O QUE FAZER
1. Repete o trecho do excerto sobre o fogo de "Em miúdo era" a "lições do fogo.".
2. No excerto sobre o fogo, que marca deixava no sofá a fagulha que se escapava da lareira, depois de se apagar?

EXCERTO ESCOLHIDO

┄┄┄┄┄┄┄┄┄┄

Há um fogo que arde meigamente, é calor nos pés de um pobre. Lembro da infância a alegria genuína de ver a lareira crepitar, a excitação da fagulha atrevida que se escapava para o conforto do sofá e deixava uma pequena marca negra depois de se apagar. Anos mais tarde, vi no serviço de psiquiatria o braço purgado de uma rapariga a quem a ponta do cigarro acalmava dores maiores. O vício de sofrer, gerir focos de incêndio. 

Em miúdo era esse fascínio do fogo que me levava a ser, proativamente, o empreendedor da sistemática colocação de madeira na chapa em brasa. A avó criticava o abuso, talvez porque as costas se lhe lembrassem do peso dos toros, dos cepos e restante léxico aldeoso (esta palavra não existe, mas é macia). A criança que eu fui, apaixonada pelo brilho como todas, insistia no remexer da brasa, na potência do fole, sempre em crescente estrangulamento.

O fole gritava o vento que animava o fogo, e eu era a brasa de um lume que ardeu antes de mim, e cuja memória conquistei a pulso na confusão de álbuns fotográficos. Às vezes o fumo refluía para dentro da casa, e eu lá percebia que o vento do mundo era mais forte do que o vento do fole, apesar do trabalho dos meus braços infantis. Tudo isto, claro, são lições do fogo.

┄┄┄┄┄┄┄┄┄┄

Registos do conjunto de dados
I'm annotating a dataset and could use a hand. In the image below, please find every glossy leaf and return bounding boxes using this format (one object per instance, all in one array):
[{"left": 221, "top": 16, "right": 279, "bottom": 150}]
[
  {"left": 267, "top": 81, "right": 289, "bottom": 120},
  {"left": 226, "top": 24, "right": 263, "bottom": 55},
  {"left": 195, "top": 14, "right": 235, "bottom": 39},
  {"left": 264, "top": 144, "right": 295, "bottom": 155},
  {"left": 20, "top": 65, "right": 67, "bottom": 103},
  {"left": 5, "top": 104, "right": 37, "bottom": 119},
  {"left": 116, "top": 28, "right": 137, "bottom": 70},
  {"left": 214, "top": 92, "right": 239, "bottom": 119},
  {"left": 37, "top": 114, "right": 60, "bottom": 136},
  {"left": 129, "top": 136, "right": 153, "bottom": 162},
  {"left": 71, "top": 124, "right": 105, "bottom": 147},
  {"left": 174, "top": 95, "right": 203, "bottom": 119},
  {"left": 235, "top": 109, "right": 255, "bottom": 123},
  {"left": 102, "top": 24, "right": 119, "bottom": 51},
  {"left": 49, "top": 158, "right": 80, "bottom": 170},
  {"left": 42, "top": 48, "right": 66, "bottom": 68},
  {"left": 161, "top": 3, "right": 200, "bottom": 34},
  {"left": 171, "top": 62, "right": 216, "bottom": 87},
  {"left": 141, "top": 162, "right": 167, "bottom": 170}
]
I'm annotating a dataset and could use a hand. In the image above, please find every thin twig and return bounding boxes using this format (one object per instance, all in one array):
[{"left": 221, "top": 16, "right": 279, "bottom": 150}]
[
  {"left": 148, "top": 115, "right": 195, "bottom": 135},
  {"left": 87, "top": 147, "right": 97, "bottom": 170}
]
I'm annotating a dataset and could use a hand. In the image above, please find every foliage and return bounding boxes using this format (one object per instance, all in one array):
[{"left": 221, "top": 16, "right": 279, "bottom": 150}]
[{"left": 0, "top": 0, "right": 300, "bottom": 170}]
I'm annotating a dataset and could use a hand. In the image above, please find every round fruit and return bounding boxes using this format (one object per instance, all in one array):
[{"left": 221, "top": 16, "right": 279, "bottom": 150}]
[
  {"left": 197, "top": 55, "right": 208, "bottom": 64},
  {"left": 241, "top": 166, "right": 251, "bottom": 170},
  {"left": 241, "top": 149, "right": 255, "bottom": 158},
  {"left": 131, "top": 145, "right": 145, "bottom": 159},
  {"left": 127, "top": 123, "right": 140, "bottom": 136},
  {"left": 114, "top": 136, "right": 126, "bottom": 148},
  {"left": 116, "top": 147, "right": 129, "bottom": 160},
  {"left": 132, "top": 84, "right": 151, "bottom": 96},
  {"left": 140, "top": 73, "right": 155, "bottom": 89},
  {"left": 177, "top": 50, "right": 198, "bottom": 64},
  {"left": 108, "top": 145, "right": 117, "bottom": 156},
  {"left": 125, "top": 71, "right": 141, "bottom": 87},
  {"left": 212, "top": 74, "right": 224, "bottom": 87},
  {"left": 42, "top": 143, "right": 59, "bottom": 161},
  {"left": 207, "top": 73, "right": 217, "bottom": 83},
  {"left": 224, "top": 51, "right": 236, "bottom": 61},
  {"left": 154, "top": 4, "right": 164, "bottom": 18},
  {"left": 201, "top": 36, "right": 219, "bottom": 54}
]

┄┄┄┄┄┄┄┄┄┄

RESPOSTAS POR ORDEM
1.
Em miúdo era esse fascínio do fogo que me levava a ser, proativamente, o empreendedor da sistemática colocação de madeira na chapa em brasa. A avó criticava o abuso, talvez porque as costas se lhe lembrassem do peso dos toros, dos cepos e restante léxico aldeoso (esta palavra não existe, mas é macia). A criança que eu fui, apaixonada pelo brilho como todas, insistia no remexer da brasa, na potência do fole, sempre em crescente estrangulamento.

O fole gritava o vento que animava o fogo, e eu era a brasa de um lume que ardeu antes de mim, e cuja memória conquistei a pulso na confusão de álbuns fotográficos. Às vezes o fumo refluía para dentro da casa, e eu lá percebia que o vento do mundo era mais forte do que o vento do fole, apesar do trabalho dos meus braços infantis. Tudo isto, claro, são lições do fogo.

2. Uma pequena marca negra.